> [Excerpt provided]
** BEGIN **
Author Desney King spent a couple of years living in a rented farmhouse in Central Macdonald back just over a decade ago. She calls it her ‘happy place’ and it had such an impact on her the area features heavily in her debut novel, Transit of Angels.

 

The novel is pitched as a story of love, grief and ultimate triumph over unbearable loss.

 

It revolves around lead character Angelica who is 34 when her beloved husband, Bill, is killed in a motorbike accident. She knows Bill is dead, yet she yearns to be reunited with him.

 

In desperation, she begs him for a sign.

 

What happens next makes Angelica leave the city and move to a quaint mudbrick cottage in a remote river valley where even the impossible feels sane.

 

As Angelica delves further into mysterious realms, she finds that grief – and life – have a way of carrying her forward, whether she likes it or not.

 

The author blurb says, “King asks unanswerable questions, and shows how hope can emerge even from the depths of darkness”.

 

The book is mostly set in the fictional Lawsons Landing, which is based on Wisemans Ferry.

 

Although this is her first novel, Desney King has spent a lifetime editing books for many of Australia’s major publishers.

 

The first words were written as part of a writing workshop with renowned author and mentor, Joyce Kornblatt, which was exploring self-discovery, passions, self-sabotages, hidden darkness and hidden light – going very deeply into emotions including grief and joy. Within a month or so, Desney realised she’d begun writing a novel.
** END **
> [Required task 1]
Can you render the key-and-value rows below as a numbered list, leaving out any blank lines?
> [Required task 2]
Can you continue the article about Desney King's debut novel from where it stops?

> [Input for this task]
** BEGIN **
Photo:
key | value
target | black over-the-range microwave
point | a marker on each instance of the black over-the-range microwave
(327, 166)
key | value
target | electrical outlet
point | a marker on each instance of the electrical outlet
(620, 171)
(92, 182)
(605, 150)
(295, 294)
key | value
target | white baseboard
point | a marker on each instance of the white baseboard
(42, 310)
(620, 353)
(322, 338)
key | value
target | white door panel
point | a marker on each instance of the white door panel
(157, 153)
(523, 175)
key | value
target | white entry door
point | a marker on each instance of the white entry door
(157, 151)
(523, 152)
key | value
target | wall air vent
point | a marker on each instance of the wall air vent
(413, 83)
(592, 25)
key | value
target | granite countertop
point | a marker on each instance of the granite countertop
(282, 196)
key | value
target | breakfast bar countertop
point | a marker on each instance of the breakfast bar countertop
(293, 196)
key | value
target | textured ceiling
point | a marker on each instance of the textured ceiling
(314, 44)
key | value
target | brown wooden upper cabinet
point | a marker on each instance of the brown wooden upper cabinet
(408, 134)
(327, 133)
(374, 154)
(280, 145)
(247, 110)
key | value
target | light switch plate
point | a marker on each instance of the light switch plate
** END **
> [Result 1]
1. Photo:
2. key | value
3. target | black over-the-range microwave
4. point | a marker on each instance of the black over-the-range microwave
5. (327, 166)
6. key | value
7. target | electrical outlet
8. point | a marker on each instance of the electrical outlet
9. (620, 171)
10. (92, 182)
11. (605, 150)
12. (295, 294)
13. key | value
14. target | white baseboard
15. point | a marker on each instance of the white baseboard
16. (42, 310)
17. (620, 353)
18. (322, 338)
19. key | value
20. target | white door panel
21. point | a marker on each instance of the white door panel
22. (157, 153)
23. (523, 175)
24. key | value
25. target | white entry door
26. point | a marker on each instance of the white entry door
27. (157, 151)
28. (523, 152)
29. key | value
30. target | wall air vent
31. point | a marker on each instance of the wall air vent
32. (413, 83)
33. (592, 25)
34. key | value
35. target | granite countertop
36. point | a marker on each instance of the granite countertop
37. (282, 196)
38. key | value
39. target | breakfast bar countertop
40. point | a marker on each instance of the breakfast bar countertop
41. (293, 196)
42. key | value
43. target | textured ceiling
44. point | a marker on each instance of the textured ceiling
45. (314, 44)
46. key | value
47. target | brown wooden upper cabinet
48. point | a marker on each instance of the brown wooden upper cabinet
49. (408, 134)
50. (327, 133)
51. (374, 154)
52. (280, 145)
53. (247, 110)
54. key | value
55. target | light switch plate
56. point | a marker on each instance of the light switch plate

> [Result 2]
“I wanted to write a novel that engaged readers profoundly enough to travel with a young woman over the early years of her grief after the death of her husband, to bring these ‘uncomfortable’ yet universal human experiences into the open,” says Desney.

 

Desney King

 
 

Transit of Angels tells of the complex emotions and behaviours Angelica lives through. It asks existential questions and offers a range of possible answers.

 

Desney says her characters developed lives of their own as Transit of Angels emerged.

 

“Each of them began inhabiting my imagination, and revealed themselves gradually as I wrote. They often surprised me. For example, I am not an artist – I can’t even draw a straight line – and yet Angelica is an artist. Only one of them turned out to be already known to me.”

 

As a pantser – which means a writer who flies by the seat of their pants rather than a plotter, who works out the whole book beforehand – Desney was halfway through before she knew how the story would unfold. She even remembers the “aha!” moment when she thought “Oh! So that’s what’s going to happen!”

 

The fictional town of Lawsons Landing sits where the Macdonald River (which inspired the Lawson River) joins the mighty Hawkesbury.

 

Those who know the area will recognise the clanking cable ferry and the magnificent landscape, while those who know the village of St Albans will find its character reflected in Angelica’s fictional local village.

 

In her first 60 years, Desney King says she was many things – book editor, mother, activist, living a rich and full life – until 2012 when she had what would be the first of many strokes. Stroke number four took away her ability to sit or stand unsupported, and she now lives almost entirely on her bed, using a walking stick to move around her small northern Sydney unit. But the life Desney has rebuilt includes her emergence as a novelist.

 

She says it’s remarkable how much a stroke survivor can do with the love and support of friends and family, a customised purple wheelchair, a brilliant exercise physiologist, an overbed table and a team of fabulous support workers.

 

Factor in a lot of hard work and exercise, and Desney now pursues her passions in new and creative ways: reading, writing, editing and proofreading, crocheting, hydrotherapy and time with her adult children, and activism as a proud member of Sydney Knitting Nannas and Friends.

 

Transit of Angels is published by Pilyara Press, and is available as an e-book or paperback.